- TASK STATEMENT -
Carry on the account of the icy day and the two paintings of white buildings, writing what comes next after its last sentence.

··· READING TEXT ···

Oscar calls and says we should forgo the DIAA gallery because of the roads. He posts on Facebook a picture of ice on his roof.

Ice on Oscar’s roof

Dan is skeptical, I say I’m going in anyway. Then Dan looks at our eaves and sees ice. We hear few if any pickup trucks roaring by. If even the crazy pickup drivers are staying home, I am too.

Oscar’s Greenhead painting

Oscar has been working on a painting of two white buildings on Greenhead, a peninsula that sticks out in Stonington Harbor. At the end is the Greenhead Lobster Company. Greenhead is Stonington’s answer to the red fishing shack in Rockport, Mass., which artists once called Motif No. 1 – and now everyone else does.

I’m also working on a painting of white buildings, Mark Island Light. I put them both up on the wall.

··· RAW RECORDS ···

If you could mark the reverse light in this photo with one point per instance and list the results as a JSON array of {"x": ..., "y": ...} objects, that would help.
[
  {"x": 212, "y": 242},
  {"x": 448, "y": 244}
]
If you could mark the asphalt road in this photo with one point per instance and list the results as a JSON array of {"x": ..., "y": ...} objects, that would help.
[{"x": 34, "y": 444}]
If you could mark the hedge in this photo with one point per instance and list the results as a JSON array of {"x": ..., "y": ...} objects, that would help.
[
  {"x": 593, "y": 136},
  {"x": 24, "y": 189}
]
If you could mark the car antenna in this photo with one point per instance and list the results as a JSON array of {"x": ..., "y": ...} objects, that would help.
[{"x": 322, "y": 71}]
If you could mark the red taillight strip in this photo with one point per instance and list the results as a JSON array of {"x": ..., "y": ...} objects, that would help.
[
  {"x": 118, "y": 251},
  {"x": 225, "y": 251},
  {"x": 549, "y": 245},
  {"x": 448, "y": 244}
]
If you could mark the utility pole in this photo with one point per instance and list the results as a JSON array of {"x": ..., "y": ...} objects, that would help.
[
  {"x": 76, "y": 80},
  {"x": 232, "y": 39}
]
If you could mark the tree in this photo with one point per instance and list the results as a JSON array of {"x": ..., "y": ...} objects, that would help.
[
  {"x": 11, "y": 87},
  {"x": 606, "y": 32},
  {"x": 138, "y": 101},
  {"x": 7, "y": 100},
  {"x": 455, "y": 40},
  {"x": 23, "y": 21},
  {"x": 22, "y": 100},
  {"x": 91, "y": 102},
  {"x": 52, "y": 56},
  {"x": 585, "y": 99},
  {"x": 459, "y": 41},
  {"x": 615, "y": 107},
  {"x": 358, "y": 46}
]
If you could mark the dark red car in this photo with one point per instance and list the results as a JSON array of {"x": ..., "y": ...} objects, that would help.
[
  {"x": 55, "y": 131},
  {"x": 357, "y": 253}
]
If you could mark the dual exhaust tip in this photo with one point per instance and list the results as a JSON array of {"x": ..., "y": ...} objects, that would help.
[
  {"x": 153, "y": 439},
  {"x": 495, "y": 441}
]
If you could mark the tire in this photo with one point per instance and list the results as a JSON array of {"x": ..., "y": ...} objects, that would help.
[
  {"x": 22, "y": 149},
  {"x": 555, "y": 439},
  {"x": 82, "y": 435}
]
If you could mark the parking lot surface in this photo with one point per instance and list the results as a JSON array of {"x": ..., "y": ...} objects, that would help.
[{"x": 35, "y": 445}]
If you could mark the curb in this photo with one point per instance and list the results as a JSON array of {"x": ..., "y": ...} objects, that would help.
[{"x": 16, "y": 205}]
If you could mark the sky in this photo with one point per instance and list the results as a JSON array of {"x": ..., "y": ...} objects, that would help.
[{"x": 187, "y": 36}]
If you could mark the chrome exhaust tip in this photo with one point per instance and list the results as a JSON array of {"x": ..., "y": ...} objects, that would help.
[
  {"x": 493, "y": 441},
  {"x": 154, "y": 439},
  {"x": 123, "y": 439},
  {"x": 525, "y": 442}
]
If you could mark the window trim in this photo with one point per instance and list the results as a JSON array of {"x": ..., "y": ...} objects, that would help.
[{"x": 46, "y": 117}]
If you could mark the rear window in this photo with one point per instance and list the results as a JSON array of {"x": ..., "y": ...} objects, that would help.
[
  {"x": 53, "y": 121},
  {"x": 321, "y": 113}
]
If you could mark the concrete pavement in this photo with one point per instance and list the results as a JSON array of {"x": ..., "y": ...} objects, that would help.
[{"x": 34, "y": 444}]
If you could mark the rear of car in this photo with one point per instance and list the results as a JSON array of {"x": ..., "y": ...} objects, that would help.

···

- WRITTEN REPLY -
Oscar is reading a book of poems by Stu Kestenbaum, I wish I could remember which one. Stu is our neighbor in Deer Isle, former director of the Haystack Mountain School of Crafts, current interim director of the Maine College of Art, member of the Church of the Morning After, occasional pickleball player, very nice guy and Maine’s poet laureate.

Oscar held out a page with the poem Only Now, the first 15 or so lines heavily underlined.

We throw away so many things, pack them into translucent garbage bags where you can see through to the once beloved objects. The humbling moment is to realize it’s all heading to the dumpster, not just my journal and last month’s bills, but all of history, and all that will be left is an ember rotating in space. Don’t worry, it will all start over again. This isn’t the only world, this is just one try at it. This is the world that had ice and snow, this is the world where the apple blossoms fell to earth, this is the world where the clapboarded churches stood so white against the blue sky, like a remarkable original idea that gets our attention.

He pointed to the line about the clapboard churches. “That’s what we’re doing,” he said.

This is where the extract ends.